- ACTIONS TO TAKE -
1) According to the framework evaluation criteria, what kind of component is required secondarily?
2) Rewrite the part of the framework evaluation criteria that opens with the words containing "4. Provides a" and closes with "probably be useful.", putting "planner" wherever "scheduler" appears.

Data Import Framework Evaluation Criteria - OpenData-tu/documentation GitHub Wiki

Authorship

Version Date Modified by Summary of changes
0.1 2017-05-25 Andres Ardila Initial version

What are we looking for

We're looking for a framework which takes care of common data import use-cases (e.g. parsing CSV files) so that this doesn’t have to be implemented from scratch. Secondarily, a supplemental scheduling component is required in order to automate the execution of jobs which are to run at definite points in time. We need something which can be split up into smaller components easily so that it can be distributed in the cloud (as opposed to a monolith does-it-all type application).

Framework Requirements

  1. Open source (can’t find where this is specified in the slides but remember Pallas mentioning it, prob a good idea to validate it). Or at the very least an open license is required.
    • Active community
  2. Extensibility
    • Easy to inject user code
    • Easy for users to override behavior (inheritance, configuration, etc.)
  3. Distributed characteristics of the system
    • Not a monolith
    • provides the ability to distribute at different parts in the flow: e.g. allocation/execution of jobs should be deferrable; that is, I should be able to manage whether I want to spawn a new process, or run as a Docker, etc.
    • Scalability? Availability?
  4. Provides a flexible scheduler for job executions (i.e. on a time schedule, or ran on-demand)
    • This could potentially be a different component but easiest if it’s all covered in one
  5. Abstraction of well-known data access patterns/protocols
    • Local file
    • HTTP(S)
    • FTP
    • [Database connections: OLEDB, JDBC, etc.] probably not critical as users will be remote to the framework and direct database connections across such boundaries are rather uncommon --we would more likely have data extracts in the formats specified above. Nonetheless, for private cloud deployments, direct database connections would probably be useful.

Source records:
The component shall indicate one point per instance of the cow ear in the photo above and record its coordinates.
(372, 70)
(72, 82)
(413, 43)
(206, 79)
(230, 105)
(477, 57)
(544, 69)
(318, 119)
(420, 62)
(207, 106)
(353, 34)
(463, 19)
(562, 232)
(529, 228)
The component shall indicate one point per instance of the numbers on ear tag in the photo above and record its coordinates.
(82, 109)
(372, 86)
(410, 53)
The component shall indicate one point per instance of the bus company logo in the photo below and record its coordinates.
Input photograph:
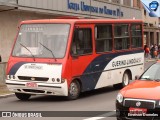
(6, 114)
(153, 5)
(138, 104)
(32, 78)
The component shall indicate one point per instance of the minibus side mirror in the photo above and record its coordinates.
(137, 77)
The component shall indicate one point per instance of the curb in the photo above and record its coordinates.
(6, 95)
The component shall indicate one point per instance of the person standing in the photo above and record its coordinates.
(147, 51)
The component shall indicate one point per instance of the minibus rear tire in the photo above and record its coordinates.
(123, 84)
(22, 96)
(74, 90)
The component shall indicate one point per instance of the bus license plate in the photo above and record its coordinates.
(137, 111)
(31, 85)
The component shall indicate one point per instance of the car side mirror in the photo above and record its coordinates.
(137, 77)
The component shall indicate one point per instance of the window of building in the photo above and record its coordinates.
(103, 35)
(121, 37)
(82, 42)
(136, 35)
(127, 2)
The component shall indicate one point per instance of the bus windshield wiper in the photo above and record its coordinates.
(157, 80)
(48, 50)
(27, 50)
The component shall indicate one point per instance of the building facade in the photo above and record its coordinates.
(151, 26)
(12, 12)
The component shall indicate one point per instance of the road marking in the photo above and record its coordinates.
(108, 114)
(94, 118)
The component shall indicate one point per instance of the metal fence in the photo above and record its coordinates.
(2, 72)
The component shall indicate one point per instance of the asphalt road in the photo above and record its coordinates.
(98, 103)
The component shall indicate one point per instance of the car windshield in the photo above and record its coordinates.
(153, 73)
(42, 41)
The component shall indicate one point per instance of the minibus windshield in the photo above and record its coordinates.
(35, 36)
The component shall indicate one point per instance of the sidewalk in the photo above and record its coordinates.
(4, 92)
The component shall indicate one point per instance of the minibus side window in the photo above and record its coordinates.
(82, 42)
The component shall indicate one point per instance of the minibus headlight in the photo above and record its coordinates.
(8, 77)
(53, 80)
(14, 77)
(63, 80)
(58, 80)
(120, 98)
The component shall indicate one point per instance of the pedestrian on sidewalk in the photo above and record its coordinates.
(146, 51)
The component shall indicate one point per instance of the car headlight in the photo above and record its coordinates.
(120, 98)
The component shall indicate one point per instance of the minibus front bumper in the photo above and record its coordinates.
(38, 88)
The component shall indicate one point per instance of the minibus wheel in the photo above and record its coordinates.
(125, 81)
(74, 90)
(22, 96)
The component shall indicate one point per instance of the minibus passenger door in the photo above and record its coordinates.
(81, 50)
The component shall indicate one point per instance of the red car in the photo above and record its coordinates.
(141, 98)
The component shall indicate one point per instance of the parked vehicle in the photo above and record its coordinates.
(141, 98)
(65, 57)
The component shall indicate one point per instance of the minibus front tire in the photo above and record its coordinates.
(22, 96)
(74, 90)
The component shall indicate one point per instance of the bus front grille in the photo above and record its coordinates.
(149, 104)
(33, 78)
(33, 91)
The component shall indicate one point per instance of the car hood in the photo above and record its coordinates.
(142, 90)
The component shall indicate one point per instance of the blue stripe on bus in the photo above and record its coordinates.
(92, 73)
(15, 68)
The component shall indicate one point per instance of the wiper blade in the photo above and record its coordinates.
(146, 78)
(27, 49)
(48, 50)
(157, 80)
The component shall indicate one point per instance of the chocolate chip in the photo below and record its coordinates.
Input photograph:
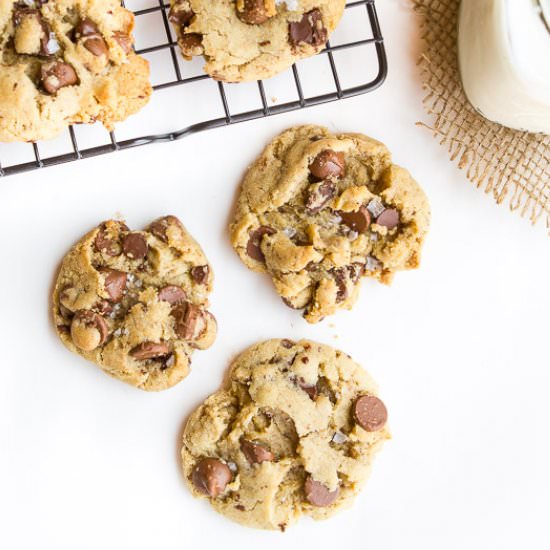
(114, 283)
(48, 44)
(254, 12)
(253, 248)
(340, 277)
(56, 75)
(211, 476)
(389, 218)
(160, 227)
(180, 17)
(89, 330)
(199, 273)
(319, 194)
(356, 271)
(172, 294)
(357, 221)
(104, 243)
(134, 246)
(310, 389)
(189, 321)
(328, 164)
(104, 307)
(150, 350)
(319, 495)
(309, 30)
(191, 43)
(123, 40)
(370, 413)
(256, 453)
(92, 40)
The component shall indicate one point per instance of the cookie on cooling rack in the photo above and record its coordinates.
(243, 40)
(319, 211)
(135, 302)
(293, 433)
(65, 62)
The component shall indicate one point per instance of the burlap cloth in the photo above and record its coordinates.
(511, 165)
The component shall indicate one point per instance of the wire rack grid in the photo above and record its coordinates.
(235, 102)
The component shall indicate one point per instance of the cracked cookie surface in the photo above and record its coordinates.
(65, 62)
(243, 40)
(293, 432)
(135, 302)
(319, 211)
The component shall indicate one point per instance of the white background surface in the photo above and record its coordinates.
(459, 348)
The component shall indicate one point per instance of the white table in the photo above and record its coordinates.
(459, 348)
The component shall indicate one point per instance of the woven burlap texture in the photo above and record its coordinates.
(509, 164)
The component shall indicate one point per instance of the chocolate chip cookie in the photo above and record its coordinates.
(135, 302)
(320, 211)
(243, 40)
(65, 62)
(293, 432)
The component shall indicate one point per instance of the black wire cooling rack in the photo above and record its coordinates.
(365, 71)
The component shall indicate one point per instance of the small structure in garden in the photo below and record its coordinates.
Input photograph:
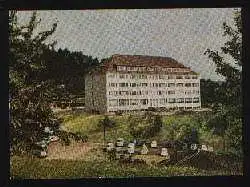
(193, 146)
(209, 148)
(110, 146)
(204, 147)
(144, 150)
(153, 144)
(164, 152)
(131, 148)
(184, 146)
(120, 142)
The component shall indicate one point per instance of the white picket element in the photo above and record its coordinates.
(144, 150)
(131, 148)
(210, 149)
(204, 147)
(193, 146)
(110, 146)
(120, 142)
(153, 144)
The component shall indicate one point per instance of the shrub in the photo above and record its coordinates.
(145, 126)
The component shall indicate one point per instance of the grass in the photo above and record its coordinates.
(35, 168)
(94, 164)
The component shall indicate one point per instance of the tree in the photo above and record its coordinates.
(106, 123)
(211, 92)
(68, 68)
(29, 96)
(227, 118)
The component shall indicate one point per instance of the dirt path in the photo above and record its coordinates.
(75, 151)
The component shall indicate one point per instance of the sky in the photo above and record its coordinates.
(183, 34)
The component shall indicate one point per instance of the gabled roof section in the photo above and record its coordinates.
(112, 62)
(142, 60)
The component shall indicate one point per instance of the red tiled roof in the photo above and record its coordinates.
(141, 60)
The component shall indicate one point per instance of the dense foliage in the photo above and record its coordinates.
(227, 118)
(29, 95)
(38, 74)
(145, 126)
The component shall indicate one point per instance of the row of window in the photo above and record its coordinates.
(143, 76)
(123, 84)
(159, 92)
(127, 102)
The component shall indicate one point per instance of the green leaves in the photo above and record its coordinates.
(29, 96)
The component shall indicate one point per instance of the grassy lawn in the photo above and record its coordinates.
(87, 159)
(77, 121)
(35, 168)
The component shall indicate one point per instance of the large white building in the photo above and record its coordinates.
(135, 82)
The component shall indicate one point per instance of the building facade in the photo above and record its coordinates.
(135, 82)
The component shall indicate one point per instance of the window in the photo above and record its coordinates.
(123, 92)
(171, 84)
(111, 76)
(188, 100)
(188, 92)
(178, 77)
(161, 76)
(133, 93)
(132, 84)
(171, 77)
(123, 84)
(121, 68)
(188, 84)
(133, 76)
(195, 77)
(159, 92)
(196, 100)
(180, 100)
(170, 92)
(122, 76)
(161, 84)
(162, 101)
(123, 102)
(171, 100)
(112, 102)
(179, 84)
(133, 102)
(144, 101)
(113, 84)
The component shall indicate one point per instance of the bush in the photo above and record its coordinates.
(145, 126)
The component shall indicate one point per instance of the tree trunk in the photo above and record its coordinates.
(104, 135)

- TASK RESPONSES -
1) A supplemental scheduling component, to automate the execution of jobs that run at definite points in time.

2)
4. Provides a flexible planner for job executions (i.e. on a time schedule, or ran on-demand)
    • This could potentially be a different component but easiest if it’s all covered in one
  5. Abstraction of well-known data access patterns/protocols
    • Local file
    • HTTP(S)
    • FTP
    • [Database connections: OLEDB, JDBC, etc.] probably not critical as users will be remote to the framework and direct database connections across such boundaries are rather uncommon --we would more likely have data extracts in the formats specified above. Nonetheless, for private cloud deployments, direct database connections would probably be useful.